Assignment:
Return all of the data exactly, with nothing left out but the pictures.
___ Information shown ___
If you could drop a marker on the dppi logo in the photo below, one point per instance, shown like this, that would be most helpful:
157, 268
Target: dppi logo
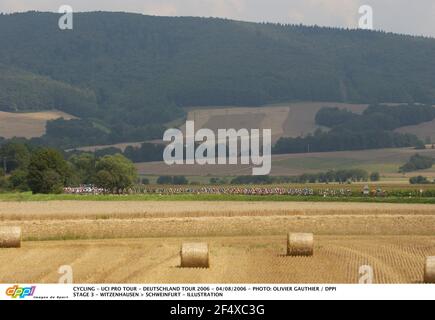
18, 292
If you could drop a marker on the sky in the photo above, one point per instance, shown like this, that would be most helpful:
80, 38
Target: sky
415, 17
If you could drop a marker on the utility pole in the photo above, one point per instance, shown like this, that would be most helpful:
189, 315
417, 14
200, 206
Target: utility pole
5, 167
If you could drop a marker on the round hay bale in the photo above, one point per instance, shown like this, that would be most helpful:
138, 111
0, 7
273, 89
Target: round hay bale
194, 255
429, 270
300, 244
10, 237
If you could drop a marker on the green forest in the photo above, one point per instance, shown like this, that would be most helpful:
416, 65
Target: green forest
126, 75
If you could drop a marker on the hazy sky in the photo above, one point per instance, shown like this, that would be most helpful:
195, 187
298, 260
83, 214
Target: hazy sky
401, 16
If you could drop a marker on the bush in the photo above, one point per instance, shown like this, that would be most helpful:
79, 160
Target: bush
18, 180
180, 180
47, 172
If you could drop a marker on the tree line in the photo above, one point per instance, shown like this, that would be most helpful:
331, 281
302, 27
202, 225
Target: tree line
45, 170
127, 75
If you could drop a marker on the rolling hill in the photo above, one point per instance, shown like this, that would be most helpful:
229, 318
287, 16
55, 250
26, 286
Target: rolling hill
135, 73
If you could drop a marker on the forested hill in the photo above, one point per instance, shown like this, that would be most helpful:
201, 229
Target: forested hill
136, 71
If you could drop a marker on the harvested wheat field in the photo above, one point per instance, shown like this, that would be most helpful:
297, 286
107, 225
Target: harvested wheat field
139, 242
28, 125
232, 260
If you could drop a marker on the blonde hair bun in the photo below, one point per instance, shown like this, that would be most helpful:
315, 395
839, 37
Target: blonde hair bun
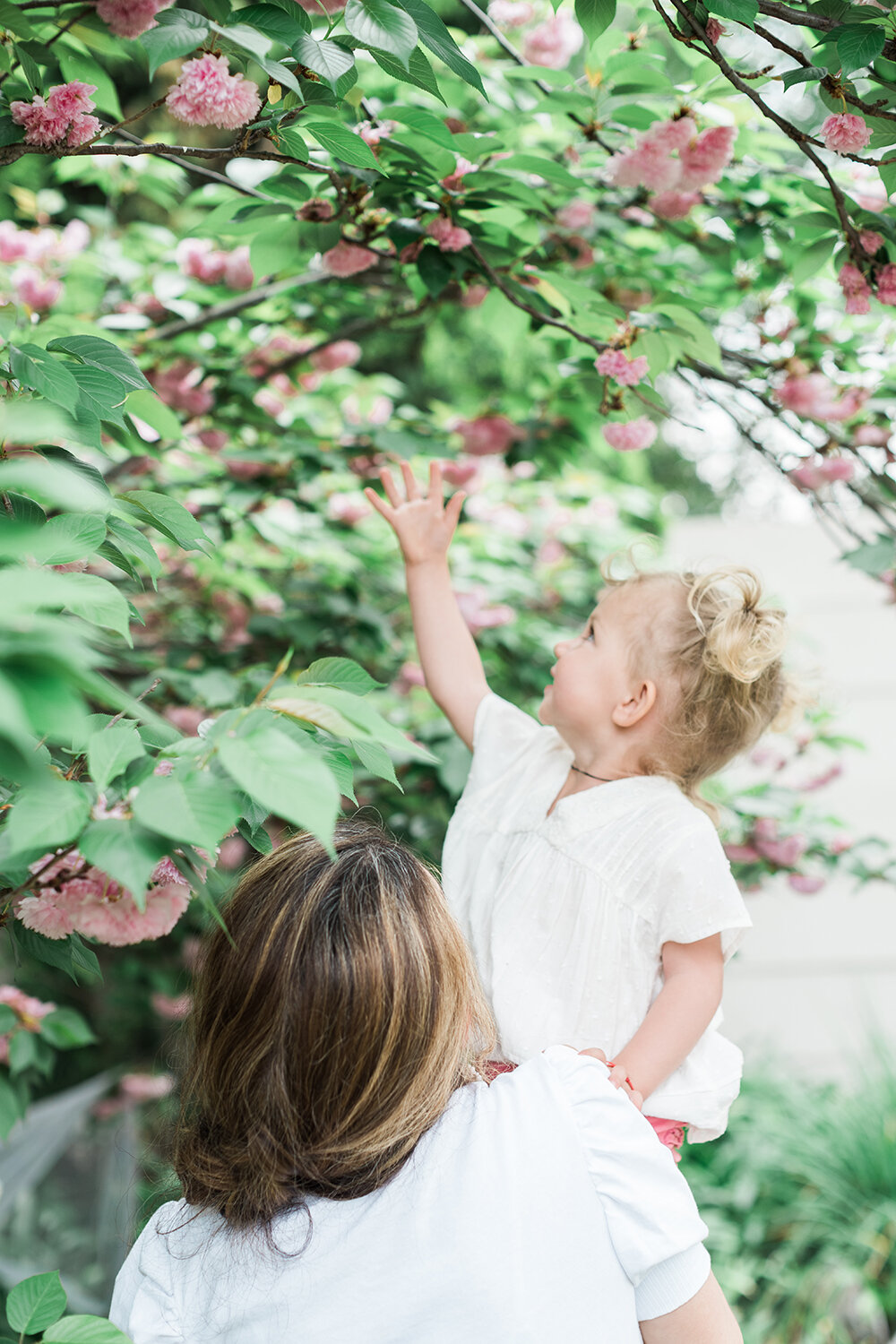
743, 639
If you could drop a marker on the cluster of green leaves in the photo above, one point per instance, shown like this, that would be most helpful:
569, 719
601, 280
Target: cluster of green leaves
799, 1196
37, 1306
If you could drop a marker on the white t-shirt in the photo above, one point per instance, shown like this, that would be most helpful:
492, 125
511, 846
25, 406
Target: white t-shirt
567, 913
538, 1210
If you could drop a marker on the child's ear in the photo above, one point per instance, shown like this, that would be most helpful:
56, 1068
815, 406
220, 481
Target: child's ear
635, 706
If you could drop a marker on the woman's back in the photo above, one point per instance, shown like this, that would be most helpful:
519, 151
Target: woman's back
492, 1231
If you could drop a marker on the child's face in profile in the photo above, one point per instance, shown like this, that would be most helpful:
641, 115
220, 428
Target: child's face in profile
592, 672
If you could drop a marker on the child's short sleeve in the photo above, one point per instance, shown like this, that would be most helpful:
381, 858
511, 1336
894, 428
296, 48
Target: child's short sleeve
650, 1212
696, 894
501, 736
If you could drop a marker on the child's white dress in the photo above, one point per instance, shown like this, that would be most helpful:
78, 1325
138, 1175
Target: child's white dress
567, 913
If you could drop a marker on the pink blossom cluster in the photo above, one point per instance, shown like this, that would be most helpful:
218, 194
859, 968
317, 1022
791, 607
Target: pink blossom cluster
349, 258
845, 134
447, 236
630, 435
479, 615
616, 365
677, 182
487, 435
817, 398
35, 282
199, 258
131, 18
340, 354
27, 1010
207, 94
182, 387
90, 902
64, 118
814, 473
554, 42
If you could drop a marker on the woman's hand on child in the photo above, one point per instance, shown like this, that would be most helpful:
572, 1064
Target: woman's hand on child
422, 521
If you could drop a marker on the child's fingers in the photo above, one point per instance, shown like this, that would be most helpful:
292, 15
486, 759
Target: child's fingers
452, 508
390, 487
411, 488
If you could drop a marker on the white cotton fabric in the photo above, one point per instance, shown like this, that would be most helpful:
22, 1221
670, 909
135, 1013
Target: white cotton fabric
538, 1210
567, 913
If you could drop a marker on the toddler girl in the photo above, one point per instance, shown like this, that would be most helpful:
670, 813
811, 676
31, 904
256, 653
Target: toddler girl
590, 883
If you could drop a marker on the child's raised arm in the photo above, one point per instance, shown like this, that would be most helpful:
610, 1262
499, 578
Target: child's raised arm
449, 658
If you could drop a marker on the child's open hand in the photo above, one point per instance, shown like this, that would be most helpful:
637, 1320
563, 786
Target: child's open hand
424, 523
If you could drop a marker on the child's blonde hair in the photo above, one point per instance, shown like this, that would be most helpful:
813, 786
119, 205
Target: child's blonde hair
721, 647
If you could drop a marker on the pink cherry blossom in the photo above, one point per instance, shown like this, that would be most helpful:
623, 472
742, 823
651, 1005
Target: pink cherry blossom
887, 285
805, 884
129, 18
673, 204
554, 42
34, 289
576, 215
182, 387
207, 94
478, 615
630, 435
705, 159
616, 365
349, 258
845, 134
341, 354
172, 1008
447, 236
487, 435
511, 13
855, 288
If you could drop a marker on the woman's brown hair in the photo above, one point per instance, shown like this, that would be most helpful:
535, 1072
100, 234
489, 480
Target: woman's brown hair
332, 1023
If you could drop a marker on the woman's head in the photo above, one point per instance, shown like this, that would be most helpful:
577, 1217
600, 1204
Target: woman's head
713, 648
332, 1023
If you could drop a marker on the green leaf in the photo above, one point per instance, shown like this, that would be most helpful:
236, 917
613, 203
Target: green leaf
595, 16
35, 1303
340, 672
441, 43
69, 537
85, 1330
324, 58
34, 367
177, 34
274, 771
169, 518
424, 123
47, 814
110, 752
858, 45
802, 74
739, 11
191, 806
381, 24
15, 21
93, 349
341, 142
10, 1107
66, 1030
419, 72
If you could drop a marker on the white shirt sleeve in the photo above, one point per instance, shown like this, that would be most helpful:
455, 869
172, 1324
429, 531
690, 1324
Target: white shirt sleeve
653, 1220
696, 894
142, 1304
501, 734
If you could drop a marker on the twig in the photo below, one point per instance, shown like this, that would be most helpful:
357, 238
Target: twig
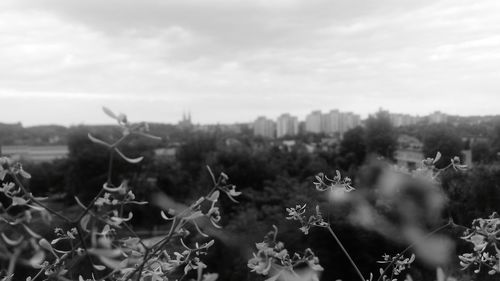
___
Solution below:
If you could drop a marker on the dppi logo in the photo below, one point per instance, shown like this, that would be most helpful:
157, 268
Target: dppi logo
18, 292
If you could drop a marker on the sky in the photo above, one point per instance, shown like this, that would be most helpful:
80, 38
Target: sky
415, 17
If you could drop a marker on the utility pole in the photo above, one point per instance, shown like this, that would be most helpful:
189, 315
417, 14
200, 206
Target: utility pole
5, 167
If you could drop a marker on the round hay bale in the photo above, one point per instance, shown like this, that would be most helpful:
138, 111
0, 7
273, 89
Target: round hay bale
194, 255
429, 270
300, 244
10, 237
If you could drop a marker on the green forest in the photo above, one point per instance, shown like this, that would be most helpful:
416, 65
Target: green forest
126, 75
If you could drop a marker on the hazy sky in the photo above, one point per instance, shown like this, that would be most helpful:
195, 187
298, 260
83, 214
Target: hazy sky
401, 16
If you could drop a marker on the bush in the photo above, one point per instance, shown like this, that would be most helpful:
79, 160
Target: bush
18, 180
180, 180
47, 172
If you could drop a marker on the tree line in the photo above, one point per instance, shown like this, that would be most helpful:
331, 281
302, 27
202, 225
Target: tree line
45, 170
127, 75
If you could drop a marker on the rolling hill in the photo above, one point per instance, shown like this, that would be most helpful:
229, 318
287, 16
55, 250
26, 286
Target: rolling hill
135, 73
If you could drop a marker on the forested hill in the photo above, one point per instance, shown like this, that would be most helpful:
201, 229
Target: forested hill
136, 71
If you could drop a marker on the harvested wheat field in the photo above, one point per instance, shown like this, that would be most helpful:
297, 286
107, 225
Target: harvested wheat field
139, 242
28, 125
232, 260
If you could drop a marker on the blonde hair bun in the photo below, one point per instance, shown like this, that would be most helpful:
315, 395
839, 37
Target: blonde hair bun
743, 639
If you could drop a marker on the cluster of green leaves in the photo above, one point per instance, shown like this, that would be most helpful:
569, 719
601, 280
Target: cluster of green leaves
799, 1196
37, 1306
If you could drop a marker on the white t-shirt in the photo above, one point per instance, shown like this, that would be most helpful:
492, 125
511, 846
25, 406
Target: white t-shirt
567, 913
538, 1210
If you could drop a marker on the child's ear in the photo above, one point per instance, shown like this, that would be most helpful:
56, 1068
815, 406
220, 481
Target: child's ear
635, 706
If you could drop a marker on the woman's back in the photo above, one point per instance, shown like this, that would be most helpful:
519, 151
Target: woman's back
492, 1231
If you could drop a marker on the child's face in profile in the photo above, one point per instance, shown like this, that would be most helpful:
641, 115
220, 428
Target: child's face in profile
592, 672
If you could drop a marker on the child's short sleeve in the photo above, one point per instance, shown like this, that would be most helpful:
381, 858
511, 1336
894, 428
296, 48
Target: child's short sleeve
650, 1212
696, 894
501, 736
If you could drop a marker on the child's white dress in the photo above, one point per instance, shown like this, that would be most helpful:
78, 1325
138, 1175
Target: child's white dress
567, 913
If you could drop a marker on the pink blossom cluster in the photo above, one point per instance, shown like this, that would be most helpful:
218, 194
859, 968
317, 1022
791, 607
Target: pink blossom cluster
349, 258
845, 134
447, 236
630, 435
479, 615
616, 365
677, 182
487, 435
817, 398
35, 282
199, 258
131, 18
340, 354
27, 1010
207, 94
182, 387
90, 902
64, 118
814, 473
554, 42
If you could drop a marker on the woman's hand on child in the photo above, one point per instance, shown like this, that would be most helpful:
572, 1064
Target: woman's hand on child
422, 521
If you could drop a marker on the child's fingers in the photo above, one point per instance, shown like this, that would be most helpful:
292, 15
486, 759
Target: child's fingers
452, 508
390, 487
411, 488
If you could drop a marker on the white cotton fabric in the photo above, one point per instance, shown like this, that would be most helpful:
22, 1221
670, 909
135, 1013
Target: white cotton fabric
538, 1210
567, 913
If you could drop a marker on the toddler girl in the photo above, one point per instance, shown like this, that would be most helpful:
670, 813
811, 676
31, 904
256, 653
Target: toddler girl
590, 883
If you could drop a marker on the child's raised arm in the photo above, one point per instance, shown like this, that would be most helpful:
610, 1262
499, 578
Target: child's raised arm
449, 658
If you could drop a marker on the child's open hand in the photo above, one point per instance, shown like this, that would be most helpful:
637, 1320
563, 786
Target: child's open hand
424, 523
If you could drop a marker on the child's blonde hair in the photo above, one point per instance, shown like this, that would be most helpful:
813, 786
119, 205
Target: child's blonde hair
721, 647
If you could drop a marker on the pink cherry blossom in the photo above, one point per instance, shown like this, that would be most helpful:
623, 472
742, 823
651, 1005
Target: pink cherry blossom
887, 285
805, 884
129, 18
673, 204
554, 42
34, 289
576, 215
182, 387
207, 94
478, 615
630, 435
705, 159
616, 365
349, 258
845, 134
341, 354
172, 1008
447, 236
487, 435
511, 13
855, 288
If you could drop a marker on the woman's brown hair in the photo above, one point per instance, shown like this, that would be most helpful:
535, 1072
100, 234
489, 480
Target: woman's brown hair
332, 1023
If you could drop a marker on the woman's head in the photo above, one point per instance, shown like this, that would be most helpful:
577, 1217
600, 1204
Target: woman's head
713, 648
332, 1023
If you could drop a marker on the green leaf in the photo above, one point per instance, shown like this, that would be most helpful:
236, 917
613, 203
Target: green leaf
595, 16
35, 1303
340, 672
441, 43
69, 537
85, 1330
324, 58
34, 367
177, 34
274, 771
169, 518
424, 123
47, 814
110, 752
858, 45
802, 74
739, 11
191, 806
381, 24
15, 21
93, 349
341, 142
10, 1107
66, 1030
419, 72
If you could drop a marker on the white shirt sleeve in the photo above, one point per instance, shown like this, that would be most helpful:
455, 869
172, 1324
429, 531
690, 1324
Target: white shirt sleeve
653, 1220
696, 894
142, 1304
501, 734
If you could drop a marker on the twig in the photo below, one point per instance, shown like this, that would be most helpful:
357, 238
Target: twig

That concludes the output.